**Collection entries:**
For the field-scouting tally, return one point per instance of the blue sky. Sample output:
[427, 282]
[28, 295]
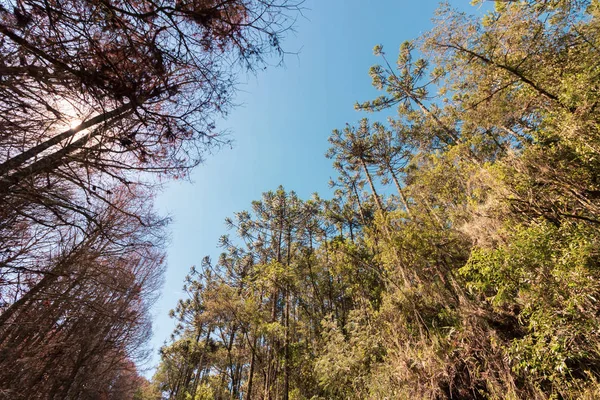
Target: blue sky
[282, 124]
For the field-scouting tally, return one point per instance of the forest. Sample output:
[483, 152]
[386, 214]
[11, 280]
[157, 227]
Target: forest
[458, 258]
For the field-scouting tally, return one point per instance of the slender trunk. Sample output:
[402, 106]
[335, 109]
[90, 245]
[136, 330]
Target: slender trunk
[368, 176]
[22, 158]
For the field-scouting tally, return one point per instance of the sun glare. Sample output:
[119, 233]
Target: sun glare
[74, 123]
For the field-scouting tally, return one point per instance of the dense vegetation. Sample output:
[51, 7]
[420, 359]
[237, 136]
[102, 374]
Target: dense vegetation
[459, 256]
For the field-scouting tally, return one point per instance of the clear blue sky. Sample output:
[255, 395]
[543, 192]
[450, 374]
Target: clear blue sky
[281, 128]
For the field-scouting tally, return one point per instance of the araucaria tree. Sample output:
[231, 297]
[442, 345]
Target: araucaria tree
[99, 100]
[459, 256]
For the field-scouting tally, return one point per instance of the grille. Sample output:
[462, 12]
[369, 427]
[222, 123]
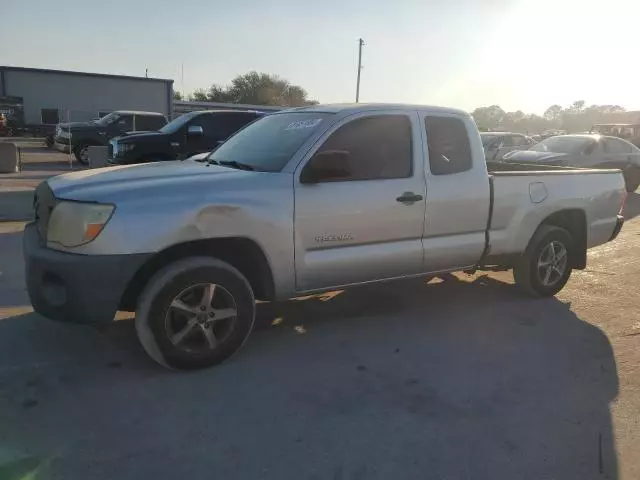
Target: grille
[43, 202]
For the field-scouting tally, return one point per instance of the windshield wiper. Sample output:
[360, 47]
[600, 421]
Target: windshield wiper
[234, 164]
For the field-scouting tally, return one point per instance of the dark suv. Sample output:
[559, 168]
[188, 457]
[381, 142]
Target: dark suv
[79, 136]
[187, 135]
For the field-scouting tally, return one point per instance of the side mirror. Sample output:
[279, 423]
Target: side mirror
[195, 131]
[330, 165]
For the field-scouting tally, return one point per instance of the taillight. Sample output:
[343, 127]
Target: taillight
[624, 199]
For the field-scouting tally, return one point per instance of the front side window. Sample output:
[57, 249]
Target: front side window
[49, 116]
[124, 122]
[449, 148]
[269, 143]
[375, 147]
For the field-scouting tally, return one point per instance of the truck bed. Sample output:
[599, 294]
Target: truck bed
[503, 167]
[517, 187]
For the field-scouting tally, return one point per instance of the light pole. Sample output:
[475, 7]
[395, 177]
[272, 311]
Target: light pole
[360, 44]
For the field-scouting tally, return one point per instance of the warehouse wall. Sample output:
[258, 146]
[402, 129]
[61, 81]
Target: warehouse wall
[84, 96]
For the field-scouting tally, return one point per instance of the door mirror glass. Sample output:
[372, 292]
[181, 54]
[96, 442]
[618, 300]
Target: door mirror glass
[327, 166]
[195, 130]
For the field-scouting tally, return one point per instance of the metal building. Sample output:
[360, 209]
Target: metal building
[52, 96]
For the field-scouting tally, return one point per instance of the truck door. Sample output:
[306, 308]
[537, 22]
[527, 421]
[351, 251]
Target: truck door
[359, 202]
[457, 194]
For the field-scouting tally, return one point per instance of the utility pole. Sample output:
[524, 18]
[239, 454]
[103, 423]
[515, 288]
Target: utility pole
[360, 44]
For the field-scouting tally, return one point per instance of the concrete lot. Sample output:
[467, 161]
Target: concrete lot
[459, 379]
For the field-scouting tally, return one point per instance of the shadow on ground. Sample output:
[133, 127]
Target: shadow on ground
[453, 380]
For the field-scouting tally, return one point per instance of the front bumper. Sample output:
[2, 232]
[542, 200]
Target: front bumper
[61, 147]
[618, 227]
[75, 288]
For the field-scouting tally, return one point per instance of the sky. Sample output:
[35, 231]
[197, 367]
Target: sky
[519, 54]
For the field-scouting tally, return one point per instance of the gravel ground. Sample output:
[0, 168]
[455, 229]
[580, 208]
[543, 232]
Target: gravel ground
[462, 378]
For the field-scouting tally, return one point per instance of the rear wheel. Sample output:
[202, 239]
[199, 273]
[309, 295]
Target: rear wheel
[195, 313]
[81, 153]
[545, 267]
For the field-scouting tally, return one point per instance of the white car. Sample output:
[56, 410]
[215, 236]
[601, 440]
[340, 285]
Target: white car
[497, 144]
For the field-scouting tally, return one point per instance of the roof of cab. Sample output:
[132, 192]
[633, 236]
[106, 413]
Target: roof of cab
[364, 107]
[135, 112]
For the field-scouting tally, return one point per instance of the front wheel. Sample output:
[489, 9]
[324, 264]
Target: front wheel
[81, 153]
[195, 313]
[545, 267]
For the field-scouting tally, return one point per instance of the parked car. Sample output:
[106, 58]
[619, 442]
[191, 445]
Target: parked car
[497, 144]
[299, 202]
[77, 137]
[589, 151]
[187, 135]
[627, 131]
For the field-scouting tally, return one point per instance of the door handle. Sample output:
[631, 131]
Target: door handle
[409, 198]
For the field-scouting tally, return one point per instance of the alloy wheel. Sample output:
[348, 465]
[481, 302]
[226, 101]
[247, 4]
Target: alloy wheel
[200, 317]
[552, 263]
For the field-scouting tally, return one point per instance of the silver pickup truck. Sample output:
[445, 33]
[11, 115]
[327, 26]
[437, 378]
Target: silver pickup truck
[302, 201]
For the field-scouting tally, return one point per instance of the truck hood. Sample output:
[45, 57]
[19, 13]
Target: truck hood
[136, 132]
[78, 126]
[534, 156]
[164, 178]
[140, 137]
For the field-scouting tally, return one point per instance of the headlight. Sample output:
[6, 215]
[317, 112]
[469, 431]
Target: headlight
[75, 223]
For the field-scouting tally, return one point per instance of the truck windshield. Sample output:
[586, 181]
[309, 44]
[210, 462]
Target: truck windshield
[175, 124]
[268, 144]
[487, 139]
[107, 119]
[563, 144]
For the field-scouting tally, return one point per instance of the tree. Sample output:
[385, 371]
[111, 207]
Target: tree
[257, 89]
[577, 106]
[553, 113]
[488, 117]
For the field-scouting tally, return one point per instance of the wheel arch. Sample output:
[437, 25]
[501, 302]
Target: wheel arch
[573, 220]
[242, 253]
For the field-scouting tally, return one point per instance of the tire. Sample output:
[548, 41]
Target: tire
[632, 179]
[81, 153]
[159, 323]
[530, 277]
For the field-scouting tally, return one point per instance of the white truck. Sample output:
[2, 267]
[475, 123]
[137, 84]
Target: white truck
[301, 201]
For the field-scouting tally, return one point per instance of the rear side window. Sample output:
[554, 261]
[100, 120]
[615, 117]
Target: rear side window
[379, 147]
[520, 141]
[508, 141]
[611, 145]
[149, 122]
[448, 143]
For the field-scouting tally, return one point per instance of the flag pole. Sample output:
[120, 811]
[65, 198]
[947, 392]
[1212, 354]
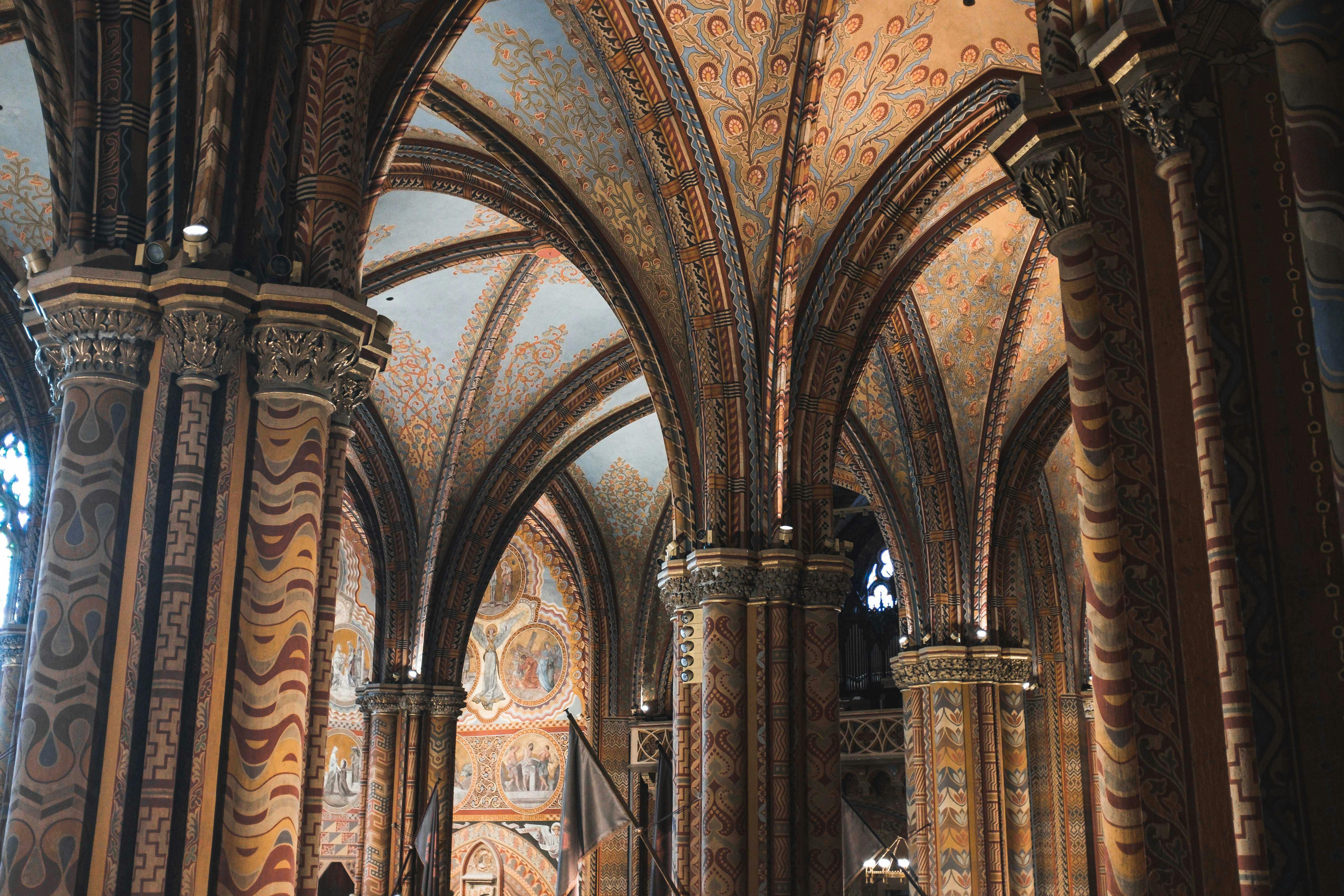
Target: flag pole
[630, 815]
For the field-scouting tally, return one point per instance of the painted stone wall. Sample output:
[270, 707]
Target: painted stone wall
[527, 664]
[357, 613]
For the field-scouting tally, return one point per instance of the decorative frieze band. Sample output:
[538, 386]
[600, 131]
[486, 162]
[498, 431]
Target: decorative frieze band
[1152, 109]
[999, 666]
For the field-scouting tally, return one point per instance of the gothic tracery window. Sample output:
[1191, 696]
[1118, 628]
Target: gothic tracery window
[15, 496]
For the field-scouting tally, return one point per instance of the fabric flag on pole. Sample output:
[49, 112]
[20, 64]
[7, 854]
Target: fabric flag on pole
[861, 844]
[427, 844]
[662, 856]
[591, 809]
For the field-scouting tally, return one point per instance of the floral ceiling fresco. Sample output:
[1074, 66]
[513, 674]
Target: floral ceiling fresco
[25, 186]
[529, 662]
[626, 481]
[892, 66]
[964, 297]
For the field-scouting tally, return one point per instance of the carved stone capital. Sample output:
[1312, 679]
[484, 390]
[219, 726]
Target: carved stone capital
[11, 647]
[1054, 189]
[104, 342]
[960, 664]
[447, 700]
[829, 585]
[292, 358]
[1152, 109]
[378, 700]
[353, 389]
[201, 343]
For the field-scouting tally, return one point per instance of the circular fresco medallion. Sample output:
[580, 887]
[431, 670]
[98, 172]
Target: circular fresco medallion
[530, 772]
[534, 664]
[506, 586]
[464, 772]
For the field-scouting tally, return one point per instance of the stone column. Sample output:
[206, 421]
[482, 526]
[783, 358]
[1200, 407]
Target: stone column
[967, 734]
[826, 585]
[445, 706]
[201, 346]
[300, 358]
[1152, 108]
[1310, 46]
[351, 390]
[105, 327]
[11, 674]
[382, 711]
[1054, 189]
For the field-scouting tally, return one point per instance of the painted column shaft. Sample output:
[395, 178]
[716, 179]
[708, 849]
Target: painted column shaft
[173, 652]
[1103, 561]
[1229, 634]
[105, 353]
[1310, 46]
[319, 703]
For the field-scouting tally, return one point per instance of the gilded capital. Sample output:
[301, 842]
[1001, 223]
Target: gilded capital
[201, 343]
[1054, 189]
[103, 341]
[988, 664]
[1152, 109]
[293, 358]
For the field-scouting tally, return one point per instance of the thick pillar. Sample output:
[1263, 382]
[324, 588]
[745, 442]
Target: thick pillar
[105, 327]
[445, 706]
[1054, 190]
[1310, 46]
[1154, 109]
[382, 713]
[353, 389]
[967, 731]
[201, 347]
[300, 358]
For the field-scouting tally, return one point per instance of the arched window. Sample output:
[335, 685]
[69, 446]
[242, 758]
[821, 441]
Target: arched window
[15, 495]
[881, 583]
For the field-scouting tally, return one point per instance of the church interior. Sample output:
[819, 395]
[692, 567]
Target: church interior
[920, 418]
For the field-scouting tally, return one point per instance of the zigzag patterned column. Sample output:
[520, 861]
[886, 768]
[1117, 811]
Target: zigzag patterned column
[107, 342]
[382, 713]
[1310, 45]
[826, 585]
[1054, 190]
[299, 365]
[354, 387]
[201, 347]
[967, 769]
[1154, 109]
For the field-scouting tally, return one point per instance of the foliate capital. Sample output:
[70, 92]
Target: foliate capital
[988, 664]
[103, 341]
[201, 343]
[1054, 189]
[1152, 109]
[292, 358]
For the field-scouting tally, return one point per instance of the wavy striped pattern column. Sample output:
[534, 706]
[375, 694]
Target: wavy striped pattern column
[105, 355]
[1103, 561]
[1310, 45]
[1229, 634]
[319, 703]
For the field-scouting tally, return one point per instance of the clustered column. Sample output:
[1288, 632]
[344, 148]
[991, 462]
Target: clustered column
[756, 719]
[967, 769]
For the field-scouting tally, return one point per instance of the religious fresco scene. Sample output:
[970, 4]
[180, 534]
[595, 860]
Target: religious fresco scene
[671, 448]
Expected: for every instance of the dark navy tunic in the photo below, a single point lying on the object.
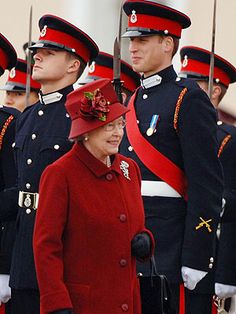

**Problem to solve:**
Set out the lines of the entries from the one containing "of the religious" up to and including the last line of the entries as a Markdown table with the columns "Row" and "Line", skipping blank lines and leaving out the pictures.

**Task result:**
| Row | Line |
|---|---|
| 1 | For the field-scouting tally, return one point per instance of the religious fresco scene. Sample output: |
| 2 | [970, 4] |
| 3 | [180, 534] |
| 4 | [595, 860] |
| 5 | Target: religious fresco scene |
| 6 | [671, 448] |
| 7 | Expected: for every instance of the dark navy tunic in the photo below, a single point lying on the object. |